Supplied passage ->
Skip to main content

Troubleshooting

Memory Troubleshooting

Memory Usage Analysis

# Check memory usage
free -h # Human-readable memory info
cat /proc/meminfo # Detailed memory information
vmstat 1 5 # Memory statistics (1 sec intervals, 5 times)
vmstat -s # Memory statistics summary

# Memory usage by process
ps aux --sort=-%mem | head -10 # Top 10 memory consumers
ps -eo pid,ppid,cmd,%mem,%cpu --sort=-%mem | head
top -o %MEM # Sort processes by memory usage

Memory Issues

# Check for memory leaks
valgrind --leak-check=full ./program

# Monitor memory usage over time
watch -n 1 'free -h'

# Check swap usage
swapon --show # Show swap partitions
cat /proc/swaps # Swap file information

Out of Memory (OOM) Investigation

# Check OOM killer logs
dmesg | grep -i "killed process"
journalctl -k | grep -i "killed process"
grep -i "killed process" /var/log/messages

# Check memory limits
ulimit -v # Virtual memory limit
cat /proc/sys/vm/overcommit_memory

Disk Troubleshooting

Disk Usage Analysis

# Check disk usage
df -h # Filesystem usage
df -i # Inode usage
du -sh /path/* # Directory sizes
du -ah /path | sort -rh | head -20 # Largest files/directories

# Find large files
find /path -type f -size +100M -exec ls -lh {} \; | awk '{ print $9 ": " $5 }'
find /path -type f -printf '%s %p\n' | sort -rn | head -20

Disk Performance

# Check disk I/O
iostat -x 1 # Extended I/O statistics
iotop # I/O monitoring by process
sar -d 1 5 # Disk activity

# Test disk performance
dd if=/dev/zero of=/tmp/test bs=1M count=1000 # Write test
dd if=/tmp/test of=/dev/null bs=1M # Read test
hdparm -tT /dev/sda # Disk speed test

Disk Errors

# Check filesystem errors
fsck /dev/sda1 # Check filesystem (unmount first!)

Raw data ->
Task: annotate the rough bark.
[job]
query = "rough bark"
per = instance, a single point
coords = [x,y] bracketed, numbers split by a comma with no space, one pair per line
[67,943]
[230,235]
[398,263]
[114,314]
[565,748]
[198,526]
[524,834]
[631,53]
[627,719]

Brief 1 ->
Answer the following about the troubleshooting page, one line each:
(a) Which command does it list for showing swap partitions?
(b) Which df option does it give for checking inode usage?
(c) What must be done before running fsck on /dev/sda1?
Brief 2 ->
Output the stretch of the troubleshooting page from "Skip to main" through "intervals, 5 times)", character for character.

Exercise solution 1 ->
(a) swapon --show
(b) -i
(c) The filesystem must be unmounted first.

Exercise solution 2 ->
Skip to main content

Troubleshooting

Memory Troubleshooting

Memory Usage Analysis

# Check memory usage
free -h # Human-readable memory info
cat /proc/meminfo # Detailed memory information
vmstat 1 5 # Memory statistics (1 sec intervals, 5 times)